AUFGABE 1 → Welche Vornamen von Personen kommen im folgenden Reisebericht vor? Zähle sie alle auf.

AUSGEWÄHLTER ABSCHNITT →

■ ■ ■ ■

Eine Woche ist erst vergangen seit an dieser Stelle der zweite Teil unserer Abenteuer erzählt worden ist, doch scheint es, als würden Monate dazwischen liegen. Grund dafür ist die Veränderung, die sich vor den Pforten dieses bescheidenen Hauses zugetragen hat, in dem sich der Autor sich nun verschanzt hat um seine Leserschaft mit dem versprochenen dritten Teil der „Geschichten aus einem falschen Herbst“ zu verwöhnen. Sie mögen es ahnen, dennoch wollen wir jegliche Zweifel beseitigen und es aussprechen: Der echte Herbst hat endlich Einzug gehalten.

Die erlösenden Regenwolken der letzten Tage lösen sich gegenwärtig bereits wieder in ihre kleinsten Bestandteile auf und zurück bleibt das veränderte Licht, das Rascheln der Blätter, die den feuchtkühlen Windböen geopfert worden sind und nun mit dem Farbspiel in eine heitere Symphonie der dritten Jahreszeit einstimmen. Trotzdem fällt es dem Autor etwas weniger leicht, in seine Erinnerungen einzutauchen, denn – er hat es bereits erwähnt – die Zeiten, von denen es zu erzählen gilt, liegen nun plötzlich viel weiter zurück aber er krempelt die Ärmel hoch, wo es vor kurzem noch gar nichts zu krempeln gab; vielleicht ist es auch nur diese ungewohnte Einschränkung der Bewegungsfreiheit, die es zu beseitigen gibt damit es endlich losgehen kann mit unserer nächsten Reise.

 

Der Schlüssel zum Glück

Drei Kusters in Monsanto

Schon wähnen wir uns wieder inmitten der Geschichte, fröhliche Tage auf dem Hof im Beisein von Fredi und Cristina. Was für Erlebnisse wir mit Manuels Eltern hatten, ist Teil einer anderen Geschichte doch in einem ganz bestimmten Punkt überschneidet sie sich mit der Erzählung, die uns nun bevorsteht. Dieser Punkt ist ein Berg und heisst Monsanto, ein besonderer Ort von dem wir bereits bei anderen Gelegenheiten berichtet hatten. Wir genossen zu viert die wundervolle Abendstimmung bei atemberaubender Aussicht und familiärer Atmosphäre in der einfachen Taverne als der kühle Nachtwind Einzug hielt und mit sich einen Wink des Schicksals brachte…

Schlüsselort: Valença do Douro

Der Autor möchte nun sein Publikum nicht in die Pflicht des freien Erinnerns nehmen, darum zitiert er an dieser wegweisenden Stelle nochmals den verheissungsvollen Satz aus dem vorangehenden Teil, dort wo von unserem unvergesslichen Aufenthalt im Casa Cimeira die Rede war: kein Wunder, dass wir von hier etwas mehr als nur die Sehnsucht mit nach Hause nehmen würden… Nun endlich folgt die Auflösung, eine ganze Woche musste die gequälte Leserschaft nun auf die Lüftung des Geheimnisses warten; Andrea also zog sich in Monsanto eine Jacke an, die sie zuletzt in Valença do Douro getragen hatte – und fand darin den Schlüssel zu unserem Zimmer im Casa Cimeira.

■ ■ ■ ■

AUFGABENDATEN →
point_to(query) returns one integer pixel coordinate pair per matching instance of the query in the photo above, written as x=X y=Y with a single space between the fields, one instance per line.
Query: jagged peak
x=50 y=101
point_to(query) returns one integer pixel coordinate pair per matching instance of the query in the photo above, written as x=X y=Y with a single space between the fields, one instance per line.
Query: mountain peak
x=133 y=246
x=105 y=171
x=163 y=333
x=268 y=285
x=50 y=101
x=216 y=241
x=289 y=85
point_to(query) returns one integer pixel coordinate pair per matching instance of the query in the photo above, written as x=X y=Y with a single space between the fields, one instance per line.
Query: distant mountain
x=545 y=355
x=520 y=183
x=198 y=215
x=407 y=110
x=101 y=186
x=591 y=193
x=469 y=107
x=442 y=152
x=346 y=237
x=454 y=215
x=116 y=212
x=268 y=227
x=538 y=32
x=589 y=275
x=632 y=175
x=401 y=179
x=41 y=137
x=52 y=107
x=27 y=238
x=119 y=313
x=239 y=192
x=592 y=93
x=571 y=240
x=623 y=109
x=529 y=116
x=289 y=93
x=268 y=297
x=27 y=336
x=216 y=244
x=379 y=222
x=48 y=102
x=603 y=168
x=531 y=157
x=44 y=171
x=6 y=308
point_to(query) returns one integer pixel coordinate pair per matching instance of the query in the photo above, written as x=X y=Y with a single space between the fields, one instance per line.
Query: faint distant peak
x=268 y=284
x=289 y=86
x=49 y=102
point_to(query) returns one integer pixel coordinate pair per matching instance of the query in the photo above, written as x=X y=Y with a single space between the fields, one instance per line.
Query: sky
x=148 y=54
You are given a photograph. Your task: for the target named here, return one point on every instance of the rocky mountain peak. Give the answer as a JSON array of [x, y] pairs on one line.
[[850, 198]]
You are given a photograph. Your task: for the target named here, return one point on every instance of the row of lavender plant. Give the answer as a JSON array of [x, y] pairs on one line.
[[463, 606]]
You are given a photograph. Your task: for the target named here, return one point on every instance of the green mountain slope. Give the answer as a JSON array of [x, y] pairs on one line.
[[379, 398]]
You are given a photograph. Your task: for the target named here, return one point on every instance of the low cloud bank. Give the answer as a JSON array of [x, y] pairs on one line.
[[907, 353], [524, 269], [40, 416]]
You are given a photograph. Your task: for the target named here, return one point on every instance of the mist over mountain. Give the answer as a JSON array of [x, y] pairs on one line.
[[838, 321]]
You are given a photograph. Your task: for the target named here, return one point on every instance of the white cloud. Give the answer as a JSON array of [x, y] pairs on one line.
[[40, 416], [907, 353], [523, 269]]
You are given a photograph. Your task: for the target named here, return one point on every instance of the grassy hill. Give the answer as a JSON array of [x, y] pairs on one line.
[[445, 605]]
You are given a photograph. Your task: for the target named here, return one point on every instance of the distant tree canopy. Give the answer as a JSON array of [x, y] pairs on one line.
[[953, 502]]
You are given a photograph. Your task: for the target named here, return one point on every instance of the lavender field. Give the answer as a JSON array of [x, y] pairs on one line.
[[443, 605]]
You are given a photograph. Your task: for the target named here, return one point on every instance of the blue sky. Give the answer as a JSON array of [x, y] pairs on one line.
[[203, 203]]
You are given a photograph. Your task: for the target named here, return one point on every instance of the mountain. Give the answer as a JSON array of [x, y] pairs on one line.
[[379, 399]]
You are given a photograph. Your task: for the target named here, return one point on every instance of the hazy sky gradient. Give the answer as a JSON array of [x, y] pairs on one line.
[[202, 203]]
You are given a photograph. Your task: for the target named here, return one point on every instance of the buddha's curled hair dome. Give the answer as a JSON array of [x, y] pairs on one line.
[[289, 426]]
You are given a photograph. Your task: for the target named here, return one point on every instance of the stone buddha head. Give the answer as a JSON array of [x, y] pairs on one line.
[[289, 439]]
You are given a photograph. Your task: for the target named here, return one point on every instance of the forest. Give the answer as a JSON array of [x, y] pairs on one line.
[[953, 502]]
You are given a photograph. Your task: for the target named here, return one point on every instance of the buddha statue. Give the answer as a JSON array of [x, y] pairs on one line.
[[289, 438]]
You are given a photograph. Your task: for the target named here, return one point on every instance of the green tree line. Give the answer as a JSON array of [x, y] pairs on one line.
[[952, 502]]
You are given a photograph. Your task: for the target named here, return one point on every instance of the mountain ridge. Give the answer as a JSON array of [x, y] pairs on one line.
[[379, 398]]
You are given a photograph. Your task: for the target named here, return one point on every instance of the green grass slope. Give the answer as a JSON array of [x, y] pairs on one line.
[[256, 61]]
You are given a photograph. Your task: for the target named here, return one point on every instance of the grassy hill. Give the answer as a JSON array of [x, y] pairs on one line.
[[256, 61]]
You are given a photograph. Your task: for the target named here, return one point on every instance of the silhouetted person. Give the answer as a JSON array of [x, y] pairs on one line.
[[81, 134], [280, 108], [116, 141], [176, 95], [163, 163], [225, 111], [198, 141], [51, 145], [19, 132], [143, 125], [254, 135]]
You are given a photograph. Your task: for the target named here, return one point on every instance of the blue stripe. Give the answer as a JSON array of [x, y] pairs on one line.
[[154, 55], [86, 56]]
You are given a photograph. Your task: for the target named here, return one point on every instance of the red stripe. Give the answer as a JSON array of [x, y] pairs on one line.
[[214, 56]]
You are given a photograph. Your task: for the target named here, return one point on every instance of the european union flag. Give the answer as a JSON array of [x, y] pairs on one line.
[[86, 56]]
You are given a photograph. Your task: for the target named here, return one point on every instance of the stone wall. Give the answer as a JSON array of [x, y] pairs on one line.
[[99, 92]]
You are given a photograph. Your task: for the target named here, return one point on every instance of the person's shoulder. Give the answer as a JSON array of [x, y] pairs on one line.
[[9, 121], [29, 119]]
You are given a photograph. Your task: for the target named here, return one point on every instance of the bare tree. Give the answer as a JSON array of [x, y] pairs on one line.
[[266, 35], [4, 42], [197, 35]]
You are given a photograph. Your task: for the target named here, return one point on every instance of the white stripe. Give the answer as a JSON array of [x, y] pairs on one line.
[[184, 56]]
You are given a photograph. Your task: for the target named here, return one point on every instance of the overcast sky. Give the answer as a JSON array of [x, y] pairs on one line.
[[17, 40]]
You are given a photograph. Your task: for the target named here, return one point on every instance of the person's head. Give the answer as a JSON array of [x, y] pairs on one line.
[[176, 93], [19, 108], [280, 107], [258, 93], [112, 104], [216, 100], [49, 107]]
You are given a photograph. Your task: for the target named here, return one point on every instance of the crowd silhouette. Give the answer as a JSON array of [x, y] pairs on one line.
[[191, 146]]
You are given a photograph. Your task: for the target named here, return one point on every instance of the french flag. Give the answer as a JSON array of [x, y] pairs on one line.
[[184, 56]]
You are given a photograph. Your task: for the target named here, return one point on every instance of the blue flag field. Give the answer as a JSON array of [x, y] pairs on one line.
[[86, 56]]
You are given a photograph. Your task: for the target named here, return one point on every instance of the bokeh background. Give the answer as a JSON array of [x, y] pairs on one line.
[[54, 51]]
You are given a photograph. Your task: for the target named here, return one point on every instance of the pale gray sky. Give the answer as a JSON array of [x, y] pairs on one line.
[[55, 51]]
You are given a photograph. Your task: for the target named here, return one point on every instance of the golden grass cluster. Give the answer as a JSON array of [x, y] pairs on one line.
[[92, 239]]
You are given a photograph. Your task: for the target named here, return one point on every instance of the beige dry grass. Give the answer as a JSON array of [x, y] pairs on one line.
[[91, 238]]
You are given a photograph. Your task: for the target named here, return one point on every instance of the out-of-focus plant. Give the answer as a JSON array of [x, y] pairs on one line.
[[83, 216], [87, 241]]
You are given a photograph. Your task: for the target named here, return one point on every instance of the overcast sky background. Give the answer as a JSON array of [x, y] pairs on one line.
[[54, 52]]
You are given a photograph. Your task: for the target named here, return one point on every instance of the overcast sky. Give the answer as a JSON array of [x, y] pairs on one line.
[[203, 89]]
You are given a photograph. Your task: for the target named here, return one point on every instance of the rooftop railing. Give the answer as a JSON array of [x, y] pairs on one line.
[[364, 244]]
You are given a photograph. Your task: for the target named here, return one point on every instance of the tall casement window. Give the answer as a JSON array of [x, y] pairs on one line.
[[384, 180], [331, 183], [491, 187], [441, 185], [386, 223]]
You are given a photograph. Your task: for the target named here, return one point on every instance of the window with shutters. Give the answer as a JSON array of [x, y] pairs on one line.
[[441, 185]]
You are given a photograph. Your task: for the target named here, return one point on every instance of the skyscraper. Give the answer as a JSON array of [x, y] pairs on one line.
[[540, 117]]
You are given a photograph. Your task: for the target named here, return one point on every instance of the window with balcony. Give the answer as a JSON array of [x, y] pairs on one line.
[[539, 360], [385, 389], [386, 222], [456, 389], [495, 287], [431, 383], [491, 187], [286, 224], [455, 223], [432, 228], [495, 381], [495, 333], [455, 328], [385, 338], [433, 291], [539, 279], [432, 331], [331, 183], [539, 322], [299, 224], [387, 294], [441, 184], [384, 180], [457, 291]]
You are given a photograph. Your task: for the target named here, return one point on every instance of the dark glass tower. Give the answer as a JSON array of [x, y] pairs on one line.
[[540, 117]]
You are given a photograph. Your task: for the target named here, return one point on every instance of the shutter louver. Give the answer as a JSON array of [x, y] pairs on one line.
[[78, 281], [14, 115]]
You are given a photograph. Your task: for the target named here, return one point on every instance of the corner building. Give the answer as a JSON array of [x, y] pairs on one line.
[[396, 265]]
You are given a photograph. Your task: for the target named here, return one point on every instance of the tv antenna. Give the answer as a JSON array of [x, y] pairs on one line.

■ ■ ■ ■

AUFGABE 2 → Ersetze in den Datensätzen oben im Abschnitt von der Zeile mit „of the crowd“ bis zur Zeile mit „[[191, 146]]“ den Ausdruck „crowd silhouette“ durch „standing figure“. Gib nur diese Zeilen wieder.

ANTWORT 1 → Fredi, Cristina, Manuel, Andrea

ANTWORT 2 →
You are given a photograph. Your task: for the target named here, return one point on every instance of the standing figure. Give the answer as a JSON array of [x, y] pairs on one line.
[[191, 146]]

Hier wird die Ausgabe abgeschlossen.